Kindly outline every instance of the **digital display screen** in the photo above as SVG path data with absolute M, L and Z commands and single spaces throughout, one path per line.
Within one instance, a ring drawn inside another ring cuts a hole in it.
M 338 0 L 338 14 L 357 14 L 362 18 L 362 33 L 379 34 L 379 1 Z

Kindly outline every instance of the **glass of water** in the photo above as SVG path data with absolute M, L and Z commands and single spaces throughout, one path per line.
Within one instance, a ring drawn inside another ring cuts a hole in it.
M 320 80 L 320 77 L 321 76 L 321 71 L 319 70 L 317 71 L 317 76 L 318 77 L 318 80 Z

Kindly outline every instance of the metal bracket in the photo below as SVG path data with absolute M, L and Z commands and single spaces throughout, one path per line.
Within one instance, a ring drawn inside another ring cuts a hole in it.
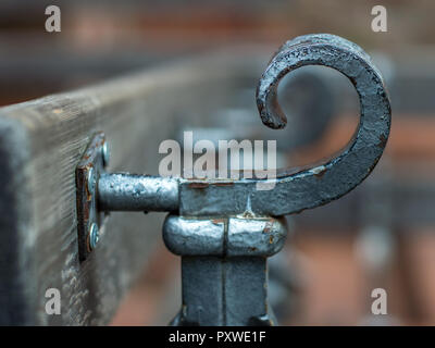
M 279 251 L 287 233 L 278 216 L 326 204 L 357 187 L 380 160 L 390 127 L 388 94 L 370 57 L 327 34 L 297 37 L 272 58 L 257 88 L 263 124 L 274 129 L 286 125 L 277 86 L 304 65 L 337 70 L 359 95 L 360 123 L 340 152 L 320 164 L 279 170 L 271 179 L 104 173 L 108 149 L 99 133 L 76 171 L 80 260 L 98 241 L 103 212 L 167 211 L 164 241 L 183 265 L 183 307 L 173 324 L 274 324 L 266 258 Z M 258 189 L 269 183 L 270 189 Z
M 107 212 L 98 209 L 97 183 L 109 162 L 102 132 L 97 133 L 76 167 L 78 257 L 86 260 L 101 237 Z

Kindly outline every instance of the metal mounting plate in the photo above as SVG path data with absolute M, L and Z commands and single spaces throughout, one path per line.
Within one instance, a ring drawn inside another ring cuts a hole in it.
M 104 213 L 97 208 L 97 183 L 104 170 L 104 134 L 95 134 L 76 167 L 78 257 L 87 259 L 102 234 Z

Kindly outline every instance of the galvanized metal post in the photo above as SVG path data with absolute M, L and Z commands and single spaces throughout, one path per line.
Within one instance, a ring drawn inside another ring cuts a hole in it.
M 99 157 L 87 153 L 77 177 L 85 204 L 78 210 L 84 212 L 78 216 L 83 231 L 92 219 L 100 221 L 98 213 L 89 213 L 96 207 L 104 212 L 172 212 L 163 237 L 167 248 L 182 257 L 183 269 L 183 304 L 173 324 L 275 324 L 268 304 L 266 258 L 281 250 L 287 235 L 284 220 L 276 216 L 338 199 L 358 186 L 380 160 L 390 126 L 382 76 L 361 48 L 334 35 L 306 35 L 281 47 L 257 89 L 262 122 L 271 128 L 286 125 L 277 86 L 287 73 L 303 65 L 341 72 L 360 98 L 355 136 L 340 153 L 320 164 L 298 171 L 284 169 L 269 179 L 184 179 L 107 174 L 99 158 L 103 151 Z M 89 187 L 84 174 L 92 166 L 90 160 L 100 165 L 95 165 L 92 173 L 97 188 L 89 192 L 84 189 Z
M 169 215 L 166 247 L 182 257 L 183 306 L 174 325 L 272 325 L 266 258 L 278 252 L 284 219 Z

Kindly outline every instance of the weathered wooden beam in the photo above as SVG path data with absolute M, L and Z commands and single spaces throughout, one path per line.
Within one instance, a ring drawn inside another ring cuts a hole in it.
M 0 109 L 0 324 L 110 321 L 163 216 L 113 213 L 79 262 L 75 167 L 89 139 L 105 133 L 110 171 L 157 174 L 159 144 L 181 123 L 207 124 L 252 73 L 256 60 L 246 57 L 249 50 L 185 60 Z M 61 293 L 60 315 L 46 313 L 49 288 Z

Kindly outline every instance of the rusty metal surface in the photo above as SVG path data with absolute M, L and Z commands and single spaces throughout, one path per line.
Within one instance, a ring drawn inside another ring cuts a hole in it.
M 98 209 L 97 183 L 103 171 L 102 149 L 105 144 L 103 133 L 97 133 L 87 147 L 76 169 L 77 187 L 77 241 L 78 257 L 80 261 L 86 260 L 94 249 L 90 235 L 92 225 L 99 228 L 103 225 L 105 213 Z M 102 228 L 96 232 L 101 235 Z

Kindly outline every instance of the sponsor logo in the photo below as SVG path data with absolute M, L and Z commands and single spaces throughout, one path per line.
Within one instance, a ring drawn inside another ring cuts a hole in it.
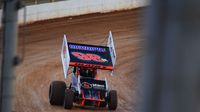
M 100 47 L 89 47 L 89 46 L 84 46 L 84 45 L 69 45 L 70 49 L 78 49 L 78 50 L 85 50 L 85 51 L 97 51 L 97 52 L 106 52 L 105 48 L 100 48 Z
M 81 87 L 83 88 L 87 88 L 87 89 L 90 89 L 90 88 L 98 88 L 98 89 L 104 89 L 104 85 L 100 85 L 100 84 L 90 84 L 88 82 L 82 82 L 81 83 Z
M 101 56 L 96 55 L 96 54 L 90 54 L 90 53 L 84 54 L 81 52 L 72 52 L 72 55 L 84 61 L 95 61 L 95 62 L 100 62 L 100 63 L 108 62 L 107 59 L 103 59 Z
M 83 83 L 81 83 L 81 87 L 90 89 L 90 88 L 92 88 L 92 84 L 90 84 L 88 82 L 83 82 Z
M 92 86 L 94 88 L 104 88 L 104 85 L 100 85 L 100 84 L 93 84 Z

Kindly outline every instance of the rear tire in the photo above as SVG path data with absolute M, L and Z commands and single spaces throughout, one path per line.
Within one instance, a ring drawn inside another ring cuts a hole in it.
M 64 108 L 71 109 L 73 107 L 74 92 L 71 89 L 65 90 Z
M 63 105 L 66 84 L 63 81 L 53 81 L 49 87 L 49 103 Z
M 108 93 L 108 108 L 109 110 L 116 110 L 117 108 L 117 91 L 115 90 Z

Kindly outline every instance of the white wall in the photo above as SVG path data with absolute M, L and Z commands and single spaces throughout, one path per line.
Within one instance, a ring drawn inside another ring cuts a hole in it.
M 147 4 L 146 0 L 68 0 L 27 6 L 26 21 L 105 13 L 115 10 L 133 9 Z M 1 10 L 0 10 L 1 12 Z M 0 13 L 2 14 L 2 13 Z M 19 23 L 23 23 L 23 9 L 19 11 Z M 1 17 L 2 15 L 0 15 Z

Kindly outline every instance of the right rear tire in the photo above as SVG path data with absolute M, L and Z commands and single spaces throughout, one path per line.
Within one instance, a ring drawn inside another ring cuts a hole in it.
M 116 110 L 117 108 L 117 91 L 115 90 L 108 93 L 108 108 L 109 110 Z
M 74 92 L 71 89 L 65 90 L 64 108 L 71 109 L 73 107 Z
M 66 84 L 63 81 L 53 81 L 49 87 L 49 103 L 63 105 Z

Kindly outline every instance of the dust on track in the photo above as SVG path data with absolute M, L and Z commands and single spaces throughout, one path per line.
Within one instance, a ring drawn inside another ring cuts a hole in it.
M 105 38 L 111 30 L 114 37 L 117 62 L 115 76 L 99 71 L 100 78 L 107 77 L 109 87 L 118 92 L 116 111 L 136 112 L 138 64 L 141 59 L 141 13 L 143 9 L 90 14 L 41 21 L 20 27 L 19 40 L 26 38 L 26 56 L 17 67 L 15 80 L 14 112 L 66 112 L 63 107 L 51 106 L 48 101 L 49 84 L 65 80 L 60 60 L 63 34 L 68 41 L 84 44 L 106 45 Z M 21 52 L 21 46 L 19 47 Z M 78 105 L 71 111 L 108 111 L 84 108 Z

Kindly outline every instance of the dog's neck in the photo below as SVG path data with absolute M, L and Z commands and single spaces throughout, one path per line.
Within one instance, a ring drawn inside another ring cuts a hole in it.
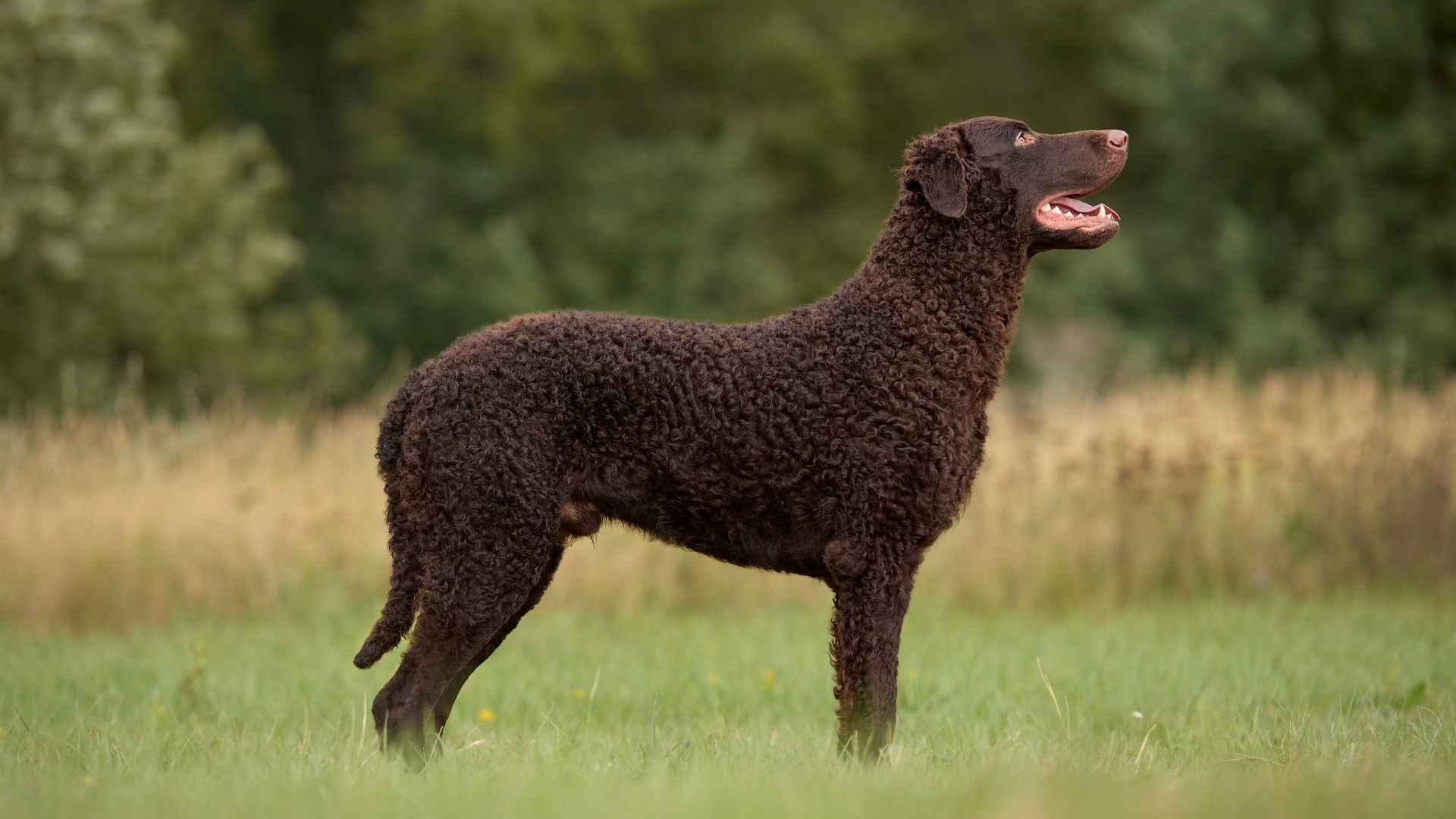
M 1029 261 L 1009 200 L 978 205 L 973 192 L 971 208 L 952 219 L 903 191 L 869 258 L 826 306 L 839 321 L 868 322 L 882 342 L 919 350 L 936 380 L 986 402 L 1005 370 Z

== == ==

■ What needs to be done ■
Please lay out every line of the items above as a Markdown table with the columns Row and Text, numbering the rows and skipping blank lines. Leave the pictures out.

■ Solution to the exercise ■
| Row | Text |
|---|---|
| 1 | Kindly outline every instance of the **digital display screen** in the photo above as SVG path data with absolute M, L and Z commands and single spaces throughout, one path per line. |
| 2 | Within one instance, a ring drawn inside another ring cuts a hole in it. |
| 3 | M 338 0 L 338 14 L 357 14 L 362 18 L 362 33 L 379 34 L 379 1 Z |
| 4 | Kindly outline every instance of the **glass of water** in the photo above as SVG path data with absolute M, L and Z commands and single spaces throughout, one path per line. |
| 5 | Within one instance, a ring drawn inside another ring cuts a hole in it. |
| 6 | M 320 80 L 320 77 L 321 76 L 321 71 L 319 70 L 317 71 L 317 76 L 318 77 L 318 80 Z |
| 7 | Kindly outline every instance of the metal bracket in the photo below as SVG path data with absolute M, L and Z commands and single spaces throughout, one path per line. |
| 8 | Within one instance, a ring drawn inside another ring cuts a hole in it. |
| 9 | M 279 251 L 287 233 L 278 216 L 326 204 L 357 187 L 380 160 L 390 127 L 388 94 L 370 57 L 327 34 L 297 37 L 272 58 L 257 88 L 263 124 L 274 129 L 286 125 L 277 86 L 304 65 L 337 70 L 359 95 L 360 123 L 340 152 L 320 164 L 279 170 L 271 179 L 104 173 L 108 149 L 99 133 L 76 171 L 80 260 L 98 241 L 103 212 L 167 211 L 164 241 L 183 265 L 183 307 L 173 324 L 274 324 L 266 258 Z M 258 189 L 269 183 L 270 189 Z |
| 10 | M 107 212 L 98 209 L 97 183 L 109 162 L 102 132 L 97 133 L 76 167 L 78 257 L 86 260 L 101 237 Z |
| 11 | Kindly outline every instance of the metal mounting plate in the photo above as SVG path data with absolute M, L and Z commands and single spaces throughout, one path per line. |
| 12 | Within one instance, a ring drawn inside another ring cuts a hole in it. |
| 13 | M 104 213 L 97 208 L 97 183 L 104 170 L 104 134 L 95 134 L 76 167 L 78 257 L 87 259 L 102 234 Z |
| 14 | Kindly outline every instance of the galvanized metal post in the photo above as SVG path data with absolute M, L and Z commands and single spaces throughout, one path per line. |
| 15 | Within one instance, a ring drawn inside another ring cuts a hole in it. |
| 16 | M 99 157 L 87 153 L 77 177 L 85 204 L 78 210 L 84 212 L 78 216 L 83 231 L 92 219 L 100 221 L 98 213 L 89 213 L 96 207 L 104 212 L 172 212 L 163 237 L 167 248 L 182 257 L 183 269 L 183 304 L 173 324 L 275 324 L 268 304 L 266 258 L 281 250 L 287 235 L 284 220 L 276 216 L 338 199 L 358 186 L 380 160 L 390 126 L 382 76 L 361 48 L 334 35 L 306 35 L 281 47 L 257 89 L 262 122 L 271 128 L 286 125 L 277 86 L 287 73 L 303 65 L 341 72 L 360 98 L 355 136 L 340 153 L 320 164 L 298 171 L 284 169 L 269 179 L 184 179 L 107 174 L 99 158 L 103 151 Z M 89 187 L 84 174 L 92 166 L 90 160 L 100 165 L 95 165 L 92 173 L 97 188 L 89 192 L 84 189 Z |
| 17 | M 169 215 L 166 247 L 182 257 L 183 306 L 174 325 L 272 325 L 266 258 L 278 252 L 284 219 Z |
| 18 | Kindly outline every instance of the weathered wooden beam in the photo above as SVG path data with absolute M, L and Z commands and single spaces throughout, one path per line. |
| 19 | Within one instance, a ring drawn inside another ring cuts a hole in it. |
| 20 | M 0 109 L 0 324 L 110 321 L 163 216 L 113 213 L 79 262 L 75 167 L 89 139 L 105 133 L 110 171 L 157 174 L 159 144 L 181 123 L 207 124 L 252 73 L 256 60 L 246 57 L 249 50 L 185 60 Z M 61 293 L 60 315 L 46 313 L 49 288 Z |
| 21 | Kindly outline every instance of the rusty metal surface in the photo above as SVG path data with absolute M, L and Z commands and single spaces throughout, one path per line. |
| 22 | Within one instance, a ring drawn inside another ring cuts a hole in it. |
| 23 | M 98 209 L 97 183 L 103 171 L 102 149 L 105 144 L 103 133 L 97 133 L 87 147 L 76 169 L 77 187 L 77 241 L 78 257 L 80 261 L 86 260 L 94 249 L 90 235 L 92 225 L 99 228 L 103 225 L 105 213 Z M 102 228 L 96 232 L 101 235 Z |
| 24 | Kindly outline every instance of the sponsor logo in the photo below as SVG path data with absolute M, L and Z commands and single spaces throughout, one path per line. |
| 25 | Within one instance, a ring drawn inside another ring cuts a hole in it. |
| 26 | M 100 47 L 89 47 L 89 46 L 84 46 L 84 45 L 69 45 L 70 49 L 78 49 L 78 50 L 85 50 L 85 51 L 97 51 L 97 52 L 106 52 L 105 48 L 100 48 Z |
| 27 | M 81 87 L 83 88 L 87 88 L 87 89 L 90 89 L 90 88 L 98 88 L 98 89 L 104 89 L 104 85 L 100 85 L 100 84 L 90 84 L 88 82 L 82 82 L 81 83 Z |
| 28 | M 101 56 L 96 55 L 96 54 L 90 54 L 90 53 L 84 54 L 81 52 L 72 52 L 72 55 L 84 61 L 95 61 L 95 62 L 100 62 L 100 63 L 108 62 L 107 59 L 103 59 Z |
| 29 | M 83 83 L 81 83 L 81 87 L 90 89 L 90 88 L 92 88 L 92 84 L 90 84 L 88 82 L 83 82 Z |
| 30 | M 92 86 L 94 88 L 104 88 L 104 85 L 100 85 L 100 84 L 93 84 Z |
| 31 | Kindly outline every instance of the rear tire in the photo above as SVG path data with absolute M, L and Z commands and single spaces throughout, one path per line. |
| 32 | Within one instance, a ring drawn inside another ring cuts a hole in it. |
| 33 | M 64 108 L 71 109 L 73 107 L 74 92 L 71 89 L 65 90 Z |
| 34 | M 63 105 L 66 84 L 63 81 L 53 81 L 49 87 L 49 103 Z |
| 35 | M 108 93 L 108 108 L 109 110 L 116 110 L 117 108 L 117 91 L 115 90 Z |
| 36 | Kindly outline every instance of the white wall in the photo above as SVG path data with absolute M, L and Z commands and single spaces throughout, one path per line. |
| 37 | Within one instance, a ring drawn inside another ring cuts a hole in it. |
| 38 | M 147 4 L 146 0 L 68 0 L 27 6 L 26 21 L 105 13 L 115 10 L 133 9 Z M 1 10 L 0 10 L 1 12 Z M 0 13 L 2 14 L 2 13 Z M 19 23 L 23 23 L 23 9 L 19 11 Z M 1 17 L 2 15 L 0 15 Z |
| 39 | Kindly outline every instance of the right rear tire in the photo above as SVG path data with absolute M, L and Z commands and single spaces throughout, one path per line. |
| 40 | Within one instance, a ring drawn inside another ring cuts a hole in it. |
| 41 | M 116 110 L 117 108 L 117 91 L 115 90 L 108 93 L 108 108 L 109 110 Z |
| 42 | M 74 92 L 71 89 L 65 90 L 64 108 L 71 109 L 73 107 Z |
| 43 | M 66 84 L 63 81 L 53 81 L 49 87 L 49 103 L 63 105 Z |
| 44 | Kindly outline every instance of the dust on track in the photo above as SVG path data with absolute M, L and Z commands and single spaces throughout, one path per line. |
| 45 | Within one instance, a ring drawn inside another ring cuts a hole in it. |
| 46 | M 105 38 L 111 30 L 114 37 L 117 62 L 115 76 L 99 71 L 100 78 L 107 77 L 109 87 L 118 92 L 116 111 L 136 112 L 138 64 L 141 59 L 141 13 L 143 9 L 90 14 L 41 21 L 20 27 L 19 40 L 26 38 L 26 56 L 17 67 L 15 80 L 14 112 L 66 112 L 63 107 L 51 106 L 48 101 L 49 84 L 65 80 L 60 60 L 63 34 L 68 41 L 84 44 L 106 45 Z M 21 52 L 21 46 L 19 47 Z M 78 105 L 71 111 L 108 111 L 84 108 Z |
| 47 | Kindly outline every instance of the dog's neck in the photo below as SVG path data with absolute M, L and Z commands and single spaces throughout, one path per line. |
| 48 | Within one instance, a ring drawn inside another ring cuts a hole in it. |
| 49 | M 1029 261 L 1009 200 L 978 205 L 973 192 L 971 208 L 952 219 L 903 191 L 869 258 L 826 306 L 839 321 L 868 322 L 882 342 L 919 350 L 936 380 L 986 402 L 1005 370 Z |